* TASK REQUIREMENTS:
Select every line in the data below that contains the string "grille".

* GIVEN RECORDS:
• • •

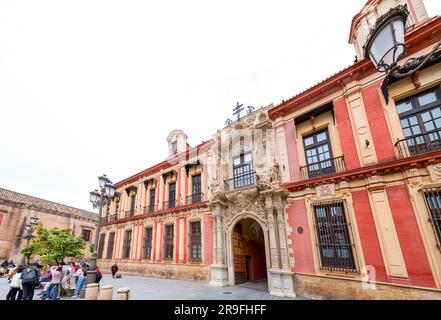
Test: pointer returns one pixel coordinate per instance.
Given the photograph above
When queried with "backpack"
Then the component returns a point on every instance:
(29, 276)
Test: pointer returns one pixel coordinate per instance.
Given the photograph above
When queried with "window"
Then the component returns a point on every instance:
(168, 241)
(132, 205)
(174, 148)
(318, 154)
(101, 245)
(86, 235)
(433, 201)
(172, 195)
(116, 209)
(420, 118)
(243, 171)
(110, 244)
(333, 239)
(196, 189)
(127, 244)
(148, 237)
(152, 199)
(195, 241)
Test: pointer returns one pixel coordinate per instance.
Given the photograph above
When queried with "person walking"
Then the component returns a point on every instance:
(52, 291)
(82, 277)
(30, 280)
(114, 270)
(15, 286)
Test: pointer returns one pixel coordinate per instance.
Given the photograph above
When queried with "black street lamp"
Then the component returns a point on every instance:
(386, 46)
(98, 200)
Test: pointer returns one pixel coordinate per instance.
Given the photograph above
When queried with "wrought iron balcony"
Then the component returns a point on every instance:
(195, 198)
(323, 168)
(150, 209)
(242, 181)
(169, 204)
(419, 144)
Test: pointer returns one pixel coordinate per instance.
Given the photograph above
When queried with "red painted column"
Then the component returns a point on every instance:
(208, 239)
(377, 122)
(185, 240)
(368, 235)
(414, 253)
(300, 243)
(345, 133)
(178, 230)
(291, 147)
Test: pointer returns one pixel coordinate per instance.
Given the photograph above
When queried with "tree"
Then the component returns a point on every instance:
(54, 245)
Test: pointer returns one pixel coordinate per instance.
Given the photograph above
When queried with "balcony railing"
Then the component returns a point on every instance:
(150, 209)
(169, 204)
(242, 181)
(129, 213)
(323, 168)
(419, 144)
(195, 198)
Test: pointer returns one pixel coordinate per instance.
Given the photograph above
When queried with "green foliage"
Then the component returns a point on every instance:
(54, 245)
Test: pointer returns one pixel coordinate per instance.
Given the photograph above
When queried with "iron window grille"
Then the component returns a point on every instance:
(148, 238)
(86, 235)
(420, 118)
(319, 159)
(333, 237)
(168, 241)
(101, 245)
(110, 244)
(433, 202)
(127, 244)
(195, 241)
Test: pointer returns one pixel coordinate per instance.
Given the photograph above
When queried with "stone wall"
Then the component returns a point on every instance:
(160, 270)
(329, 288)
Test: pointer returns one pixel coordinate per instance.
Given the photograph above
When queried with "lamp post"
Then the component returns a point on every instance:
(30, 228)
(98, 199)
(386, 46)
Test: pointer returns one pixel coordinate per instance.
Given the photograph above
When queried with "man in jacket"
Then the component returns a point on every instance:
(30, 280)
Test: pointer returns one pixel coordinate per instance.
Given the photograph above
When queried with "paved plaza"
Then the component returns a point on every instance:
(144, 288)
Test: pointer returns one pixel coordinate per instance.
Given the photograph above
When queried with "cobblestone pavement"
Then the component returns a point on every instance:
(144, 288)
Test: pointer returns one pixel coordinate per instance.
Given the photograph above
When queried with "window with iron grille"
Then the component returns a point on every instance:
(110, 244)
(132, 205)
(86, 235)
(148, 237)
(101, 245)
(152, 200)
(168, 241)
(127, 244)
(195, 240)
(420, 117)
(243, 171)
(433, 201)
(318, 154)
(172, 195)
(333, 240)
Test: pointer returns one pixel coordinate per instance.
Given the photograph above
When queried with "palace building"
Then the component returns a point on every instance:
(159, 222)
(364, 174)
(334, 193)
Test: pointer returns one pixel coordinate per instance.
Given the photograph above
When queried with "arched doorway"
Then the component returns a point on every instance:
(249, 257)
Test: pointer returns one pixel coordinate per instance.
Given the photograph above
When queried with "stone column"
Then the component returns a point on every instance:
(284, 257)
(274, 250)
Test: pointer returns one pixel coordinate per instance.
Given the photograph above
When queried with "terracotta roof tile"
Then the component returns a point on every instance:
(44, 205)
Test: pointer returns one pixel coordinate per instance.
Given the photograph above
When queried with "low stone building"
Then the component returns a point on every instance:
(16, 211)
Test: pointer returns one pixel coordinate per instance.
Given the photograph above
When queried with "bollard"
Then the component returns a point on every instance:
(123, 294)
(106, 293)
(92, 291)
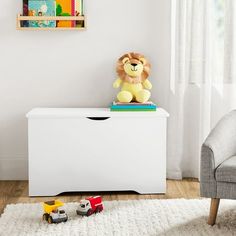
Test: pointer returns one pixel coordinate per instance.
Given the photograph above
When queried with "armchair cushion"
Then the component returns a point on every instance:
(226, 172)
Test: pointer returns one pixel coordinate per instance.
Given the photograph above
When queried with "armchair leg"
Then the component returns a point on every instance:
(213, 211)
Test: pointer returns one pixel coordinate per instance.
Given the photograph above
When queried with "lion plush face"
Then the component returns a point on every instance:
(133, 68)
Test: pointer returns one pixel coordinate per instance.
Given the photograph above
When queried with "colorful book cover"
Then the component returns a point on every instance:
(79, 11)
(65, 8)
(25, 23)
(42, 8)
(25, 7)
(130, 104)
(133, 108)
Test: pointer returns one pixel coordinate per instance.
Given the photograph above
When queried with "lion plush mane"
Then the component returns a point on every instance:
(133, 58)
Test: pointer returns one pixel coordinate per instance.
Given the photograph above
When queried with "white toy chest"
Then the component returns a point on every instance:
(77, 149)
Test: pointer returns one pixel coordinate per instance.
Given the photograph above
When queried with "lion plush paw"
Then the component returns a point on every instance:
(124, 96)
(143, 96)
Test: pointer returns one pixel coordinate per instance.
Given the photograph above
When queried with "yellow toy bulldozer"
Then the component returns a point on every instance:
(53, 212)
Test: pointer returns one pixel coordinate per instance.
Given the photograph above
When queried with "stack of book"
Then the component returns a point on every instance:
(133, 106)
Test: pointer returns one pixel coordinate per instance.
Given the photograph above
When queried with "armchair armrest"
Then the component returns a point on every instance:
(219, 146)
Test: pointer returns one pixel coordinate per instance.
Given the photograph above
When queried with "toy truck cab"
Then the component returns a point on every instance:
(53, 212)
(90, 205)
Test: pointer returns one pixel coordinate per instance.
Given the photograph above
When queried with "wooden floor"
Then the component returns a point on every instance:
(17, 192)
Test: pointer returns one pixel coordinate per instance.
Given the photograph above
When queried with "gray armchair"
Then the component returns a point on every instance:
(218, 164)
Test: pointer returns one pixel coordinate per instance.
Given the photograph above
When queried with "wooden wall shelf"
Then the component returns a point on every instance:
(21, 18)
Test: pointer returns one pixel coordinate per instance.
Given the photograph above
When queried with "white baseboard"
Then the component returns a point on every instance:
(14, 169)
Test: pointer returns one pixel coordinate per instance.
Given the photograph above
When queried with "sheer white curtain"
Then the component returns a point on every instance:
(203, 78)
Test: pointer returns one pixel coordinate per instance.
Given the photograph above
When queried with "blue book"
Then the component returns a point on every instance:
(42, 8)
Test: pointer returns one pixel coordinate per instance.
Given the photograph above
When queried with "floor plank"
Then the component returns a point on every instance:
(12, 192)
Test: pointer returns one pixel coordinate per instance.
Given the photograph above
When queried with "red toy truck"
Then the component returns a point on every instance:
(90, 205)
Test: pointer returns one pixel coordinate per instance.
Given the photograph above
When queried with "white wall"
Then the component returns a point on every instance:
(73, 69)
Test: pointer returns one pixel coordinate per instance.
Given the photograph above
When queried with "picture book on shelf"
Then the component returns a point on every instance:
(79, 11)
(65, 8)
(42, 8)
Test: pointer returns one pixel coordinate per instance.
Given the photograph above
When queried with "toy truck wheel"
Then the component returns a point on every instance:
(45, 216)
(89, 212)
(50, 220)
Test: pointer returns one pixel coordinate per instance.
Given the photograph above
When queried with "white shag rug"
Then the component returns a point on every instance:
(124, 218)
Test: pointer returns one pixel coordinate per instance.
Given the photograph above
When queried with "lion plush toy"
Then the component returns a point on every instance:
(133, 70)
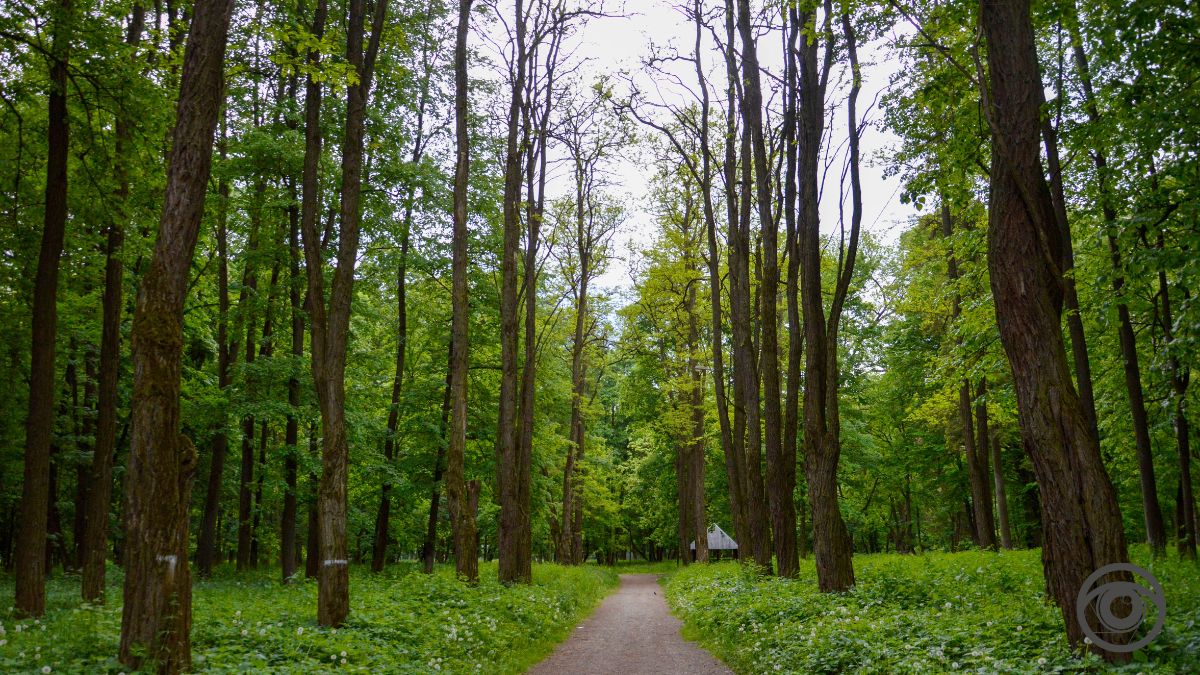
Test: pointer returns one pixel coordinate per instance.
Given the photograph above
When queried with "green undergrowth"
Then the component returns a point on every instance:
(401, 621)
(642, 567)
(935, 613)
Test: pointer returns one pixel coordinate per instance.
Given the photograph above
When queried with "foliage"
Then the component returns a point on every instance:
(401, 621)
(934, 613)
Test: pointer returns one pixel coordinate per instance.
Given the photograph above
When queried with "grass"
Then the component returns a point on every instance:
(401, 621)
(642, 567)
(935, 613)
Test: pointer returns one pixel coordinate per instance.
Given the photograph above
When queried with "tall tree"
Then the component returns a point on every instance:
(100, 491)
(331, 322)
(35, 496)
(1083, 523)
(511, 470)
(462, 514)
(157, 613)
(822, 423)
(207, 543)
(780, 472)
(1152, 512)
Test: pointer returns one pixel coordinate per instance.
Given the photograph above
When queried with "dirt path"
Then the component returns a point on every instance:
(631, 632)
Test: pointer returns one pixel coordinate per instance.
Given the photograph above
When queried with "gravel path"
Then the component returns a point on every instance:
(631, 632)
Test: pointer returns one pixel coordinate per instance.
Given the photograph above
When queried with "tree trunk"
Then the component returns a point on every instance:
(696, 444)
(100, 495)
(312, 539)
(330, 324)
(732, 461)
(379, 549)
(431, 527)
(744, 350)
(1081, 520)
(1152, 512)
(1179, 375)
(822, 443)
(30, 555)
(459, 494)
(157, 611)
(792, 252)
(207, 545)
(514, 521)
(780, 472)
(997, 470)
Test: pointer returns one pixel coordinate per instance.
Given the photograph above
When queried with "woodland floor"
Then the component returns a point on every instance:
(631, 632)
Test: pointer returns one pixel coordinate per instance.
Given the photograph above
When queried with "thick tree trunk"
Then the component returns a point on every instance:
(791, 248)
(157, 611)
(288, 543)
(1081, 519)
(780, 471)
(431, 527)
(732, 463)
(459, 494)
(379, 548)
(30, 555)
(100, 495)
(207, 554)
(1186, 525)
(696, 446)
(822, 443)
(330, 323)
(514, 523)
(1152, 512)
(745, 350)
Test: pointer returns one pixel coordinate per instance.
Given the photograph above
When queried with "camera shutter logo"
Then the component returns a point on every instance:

• • •

* CORRECT OUTPUT:
When queried with "iron window grille"
When queried with "window with iron grille"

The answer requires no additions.